SELECTION:
It probably doesn't help that their example only lists a few of the inputs, this is pretty much saying "here's a really bad implementation of a poor technique". They move on to the whitelist:
The white list strategy compares foreign user input to specific input that will be treated as acceptable. For example:
User Input Expected: First Name
Regular Expression: [a-z A-Z-]
The above is a White list of all known good inputs, e.g Only Caps A to Z and small a- z will be allowed. All other input is discarded as evil.
This is fine, unless your name contains a special character (e.g. Sian, Chloe, but I guess most of them are used to writing their names like that). This regular expression is pretty useless if you have a foreign name, and even worse if you're using a completely different alphabet. To make matters worse, this regular expression can't be used for Surname, at least not if your name is something like O'Neill. It's amazing how many websites use JavaScript to stop users from entering the apostrophe into fields, in a misguided attempt to avoid things like SQL injection. Lastly, I'm pretty sure the regular expression should be [a-zA-Z] if you're only allowing 52 characters. If you'd like to allow a few more (English language) characters in your ASP.NET application, such as the apostrophe, try reading this
far more useful article on MSDN -
How To: Use Regular Expressions to Constrain Input in ASP.NET, which even gives examples.
What's the best approach? There isn't a hard and fast rule, but if you know every possible option, it's not a bad idea to present the user with a drop down list (or series of radio buttons) of those options and pass back a reference (e.g. positive integer value) that's easy to validate (if there are 12 options and someone submits "16" or "-1" or "abc" then reject the input). If you're not expecting HTML to be entered, make sure you HTML encode characters that could be abused (such as < > " '). Be aware of how the input will be returned to the user, if it's always part of the content then you have different things to worry about compared to returning it as a value in a text input field, and be very
very careful if you're returning the information as part of some JavaScript of XML, as they encode things slightly differently.
It's nice to see the ACE Team making an effort and raising awareness, but sometimes you need more than a high level overview. Especially one that doesn't link to articles that cover specific areas in more detail.

REQUEST: In the text on input validation, what regular expression does the writer say should be used to allow only 52 characters?

GIVEN INFORMATION:
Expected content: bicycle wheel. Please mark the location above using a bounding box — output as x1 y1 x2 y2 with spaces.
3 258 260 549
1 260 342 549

THE OUTPUT: [a-zA-Z]